* Description of the task: Every single record below is to be reproduced exactly.

* Extracted records:
= = = = =

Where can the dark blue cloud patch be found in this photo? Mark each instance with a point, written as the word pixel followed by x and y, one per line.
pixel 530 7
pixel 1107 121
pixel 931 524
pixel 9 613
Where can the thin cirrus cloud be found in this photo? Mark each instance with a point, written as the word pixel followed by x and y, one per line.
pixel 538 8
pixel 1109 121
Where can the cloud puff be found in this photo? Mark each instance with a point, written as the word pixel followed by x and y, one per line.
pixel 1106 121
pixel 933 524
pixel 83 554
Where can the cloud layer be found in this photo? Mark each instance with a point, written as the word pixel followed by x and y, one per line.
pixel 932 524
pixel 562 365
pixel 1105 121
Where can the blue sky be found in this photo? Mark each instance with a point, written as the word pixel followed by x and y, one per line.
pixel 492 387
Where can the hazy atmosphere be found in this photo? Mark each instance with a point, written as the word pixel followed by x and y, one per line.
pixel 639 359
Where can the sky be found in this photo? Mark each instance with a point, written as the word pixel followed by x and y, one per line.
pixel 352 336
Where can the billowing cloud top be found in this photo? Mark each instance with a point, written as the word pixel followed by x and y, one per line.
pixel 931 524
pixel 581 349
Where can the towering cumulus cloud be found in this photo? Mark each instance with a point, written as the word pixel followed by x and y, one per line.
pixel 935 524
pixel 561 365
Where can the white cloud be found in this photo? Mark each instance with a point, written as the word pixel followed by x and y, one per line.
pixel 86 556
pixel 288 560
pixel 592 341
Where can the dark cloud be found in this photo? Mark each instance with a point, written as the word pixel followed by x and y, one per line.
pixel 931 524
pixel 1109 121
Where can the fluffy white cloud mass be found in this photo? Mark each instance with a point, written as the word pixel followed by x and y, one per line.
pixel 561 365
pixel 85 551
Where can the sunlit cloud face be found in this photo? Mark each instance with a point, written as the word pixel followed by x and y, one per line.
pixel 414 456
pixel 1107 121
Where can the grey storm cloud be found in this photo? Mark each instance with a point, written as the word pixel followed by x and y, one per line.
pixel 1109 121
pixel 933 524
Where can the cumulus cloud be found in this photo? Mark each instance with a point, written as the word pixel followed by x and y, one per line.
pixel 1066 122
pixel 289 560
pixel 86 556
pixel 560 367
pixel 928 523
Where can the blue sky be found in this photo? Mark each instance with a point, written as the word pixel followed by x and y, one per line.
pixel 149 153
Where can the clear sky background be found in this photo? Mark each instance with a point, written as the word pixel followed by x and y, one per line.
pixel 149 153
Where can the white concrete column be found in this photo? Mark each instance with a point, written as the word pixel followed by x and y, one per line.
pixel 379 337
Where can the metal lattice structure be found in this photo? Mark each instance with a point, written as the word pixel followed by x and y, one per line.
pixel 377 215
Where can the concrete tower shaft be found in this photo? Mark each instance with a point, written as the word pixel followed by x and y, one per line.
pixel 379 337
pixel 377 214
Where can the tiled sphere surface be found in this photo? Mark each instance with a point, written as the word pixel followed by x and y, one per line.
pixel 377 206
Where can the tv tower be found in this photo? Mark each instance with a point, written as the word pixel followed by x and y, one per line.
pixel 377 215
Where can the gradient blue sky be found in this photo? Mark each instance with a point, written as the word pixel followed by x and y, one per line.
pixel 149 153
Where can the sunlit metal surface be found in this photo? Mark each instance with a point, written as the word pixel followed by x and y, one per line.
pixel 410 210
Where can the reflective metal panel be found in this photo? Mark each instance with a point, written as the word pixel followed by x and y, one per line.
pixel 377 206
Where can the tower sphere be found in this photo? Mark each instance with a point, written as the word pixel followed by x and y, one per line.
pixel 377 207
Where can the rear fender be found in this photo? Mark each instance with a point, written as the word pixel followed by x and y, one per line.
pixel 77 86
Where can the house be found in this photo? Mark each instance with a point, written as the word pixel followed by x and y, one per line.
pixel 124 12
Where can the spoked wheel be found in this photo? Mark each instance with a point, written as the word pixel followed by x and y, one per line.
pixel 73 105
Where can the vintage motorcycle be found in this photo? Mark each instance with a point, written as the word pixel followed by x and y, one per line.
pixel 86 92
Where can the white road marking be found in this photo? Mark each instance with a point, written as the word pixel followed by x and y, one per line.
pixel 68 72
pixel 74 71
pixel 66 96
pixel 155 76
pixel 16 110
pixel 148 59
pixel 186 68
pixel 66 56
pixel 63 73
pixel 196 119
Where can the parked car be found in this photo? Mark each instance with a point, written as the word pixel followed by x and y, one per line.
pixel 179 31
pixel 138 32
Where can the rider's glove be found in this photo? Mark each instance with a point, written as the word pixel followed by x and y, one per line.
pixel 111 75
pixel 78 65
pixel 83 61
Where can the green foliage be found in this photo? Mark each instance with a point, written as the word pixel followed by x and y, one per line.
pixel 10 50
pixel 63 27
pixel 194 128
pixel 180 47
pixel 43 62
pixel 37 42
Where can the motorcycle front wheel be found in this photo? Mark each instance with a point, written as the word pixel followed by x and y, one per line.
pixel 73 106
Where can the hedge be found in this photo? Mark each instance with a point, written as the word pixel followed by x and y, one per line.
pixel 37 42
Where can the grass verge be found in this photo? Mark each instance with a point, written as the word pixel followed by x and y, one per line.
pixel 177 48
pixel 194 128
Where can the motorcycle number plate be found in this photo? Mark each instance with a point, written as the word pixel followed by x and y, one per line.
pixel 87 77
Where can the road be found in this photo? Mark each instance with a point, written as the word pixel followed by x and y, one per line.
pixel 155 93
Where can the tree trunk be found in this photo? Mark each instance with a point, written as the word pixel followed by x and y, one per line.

= = = = =

* Expected answer:
Where can the dark blue cloud patch be found in this photo? Mark each instance with a point, written as the word pixel followed by x and y, one per line.
pixel 530 7
pixel 1107 121
pixel 931 524
pixel 9 613
Where can the thin cirrus cloud be found in this photo? Mark each instance with a point, written as the word pixel followed by x and y, one per line.
pixel 538 8
pixel 1109 121
Where can the cloud puff be found in this photo? Mark each instance with a point, written as the word pixel followed by x and y, one per line.
pixel 1106 121
pixel 933 524
pixel 83 554
Where can the cloud layer be found in this photo? Mark each instance with a point, written as the word pixel followed by x and y, one per line.
pixel 932 524
pixel 562 365
pixel 1105 121
Where can the blue sky be found in this photo? Mark each instance with a point, written as the word pixel followed by x and y, one per line.
pixel 492 387
Where can the hazy atmosphere be found in this photo? Mark each instance with a point, written as the word pixel followed by x and y, one per line.
pixel 639 359
Where can the sky be found in this photo? Mark each instance with a point, written as the word pixel followed by x and y, one per line.
pixel 352 336
Where can the billowing cloud top be found in this photo? Mark each instance with a point, written as the word pixel followed by x and y, one per line.
pixel 931 524
pixel 581 349
Where can the towering cumulus cloud be found in this photo? Mark each instance with a point, written as the word pixel followed by x and y, one per line.
pixel 935 524
pixel 561 365
Where can the white cloud be found in this photo? Mark each instance with a point, written as the word pixel followed by x and y, one per line.
pixel 86 556
pixel 288 560
pixel 592 341
Where can the dark cloud be found in this photo? Mark each instance with a point, written as the word pixel followed by x and y, one per line.
pixel 931 524
pixel 1109 121
Where can the fluffy white cloud mass be found in this photo? Mark each instance with a point, written as the word pixel followed by x and y, one per line.
pixel 561 365
pixel 85 551
Where can the sunlit cloud face be found in this photo? Mark each instance with a point, written as the word pixel followed by x and y, one per line.
pixel 414 456
pixel 1107 121
Where can the grey storm cloud be found in this photo? Mark each instance with a point, written as the word pixel followed by x and y, one per line.
pixel 1109 121
pixel 933 524
Where can the cumulus cloud be found in this photo? Mark each instance with a point, written as the word pixel followed by x and y, one per line.
pixel 1066 122
pixel 289 560
pixel 86 556
pixel 560 367
pixel 928 523
Where can the blue sky be found in this photo? Mark each instance with a point, written as the word pixel followed by x and y, one per line.
pixel 149 153
Where can the clear sky background be found in this photo? Mark each instance with a point, written as the word pixel followed by x and y, one per line.
pixel 149 153
Where can the white concrete column be found in this photo? Mark each instance with a point, written as the word pixel followed by x and y, one per line.
pixel 379 337
Where can the metal lattice structure be found in this photo? Mark each instance with a point, written as the word pixel followed by x and y, one per line.
pixel 377 215
Where can the concrete tower shaft be found in this photo? Mark each instance with a point, written as the word pixel followed by x and y, one per line.
pixel 379 337
pixel 377 214
Where can the tiled sphere surface be found in this photo? Mark each instance with a point, written as the word pixel followed by x and y, one per line.
pixel 377 206
Where can the tv tower be found in this photo? Mark each instance with a point, written as the word pixel followed by x and y, one per line.
pixel 377 215
Where can the gradient blue sky be found in this photo? Mark each instance with a point, written as the word pixel followed by x and y, one per line.
pixel 149 153
Where can the sunlit metal surface be found in this photo? Mark each instance with a point, written as the word pixel followed by x and y, one per line.
pixel 410 210
Where can the reflective metal panel be found in this photo? Mark each instance with a point, written as the word pixel followed by x and y, one per line.
pixel 377 206
Where can the tower sphere be found in this photo? Mark each instance with a point, written as the word pixel followed by x and y, one per line.
pixel 377 207
Where can the rear fender be found in this photo? Mark each instance with a point, written as the word pixel followed by x and y, one per line.
pixel 77 86
Where can the house be found in this photo? Mark each instance with a point, written as the word pixel followed by x and y, one per line.
pixel 124 12
Where can the spoked wheel be found in this photo? Mark each instance with a point, written as the word pixel followed by x and y, one per line.
pixel 73 105
Where can the vintage motorcycle be found in this photo? Mark each instance with a point, written as the word pixel followed by x and y, one per line.
pixel 86 92
Where can the white road marking be found in this photo? Mark each instance with a point, written as the word pixel followed by x and y, one per line.
pixel 68 72
pixel 74 71
pixel 66 96
pixel 155 76
pixel 16 110
pixel 148 59
pixel 186 68
pixel 66 56
pixel 63 73
pixel 196 119
Where can the parked car be found in this photo? Mark each instance with a point, written as the word pixel followed by x and y, one per line.
pixel 179 31
pixel 138 32
Where can the rider's glove be found in this photo? Mark each instance with a point, written as the word pixel followed by x and y, one per line.
pixel 111 75
pixel 78 65
pixel 83 61
Where can the green foliage be found in this photo? Mark each instance with a point, written as the word pixel followed by x and y, one per line.
pixel 10 50
pixel 63 27
pixel 194 128
pixel 180 47
pixel 43 62
pixel 37 42
Where can the motorcycle front wheel be found in this photo? Mark each instance with a point, written as the word pixel followed by x and y, one per line.
pixel 73 106
Where can the hedge be found in this photo? Mark each instance with a point, written as the word pixel followed by x and y, one per line.
pixel 37 42
Where can the grass verge be found in this photo? Mark each instance with a point, written as the word pixel followed by x and y, one per line.
pixel 177 48
pixel 194 128
Where can the motorcycle number plate be found in this photo? Mark each instance with a point, written as the word pixel followed by x and y, one per line.
pixel 87 77
Where can the road be found in this photo? Mark each instance with a point, written as the word pixel followed by x and y, one per line.
pixel 155 93
Where can the tree trunk be found in this photo? Mark each instance with a point, written as the word pixel followed by x and y, one per line.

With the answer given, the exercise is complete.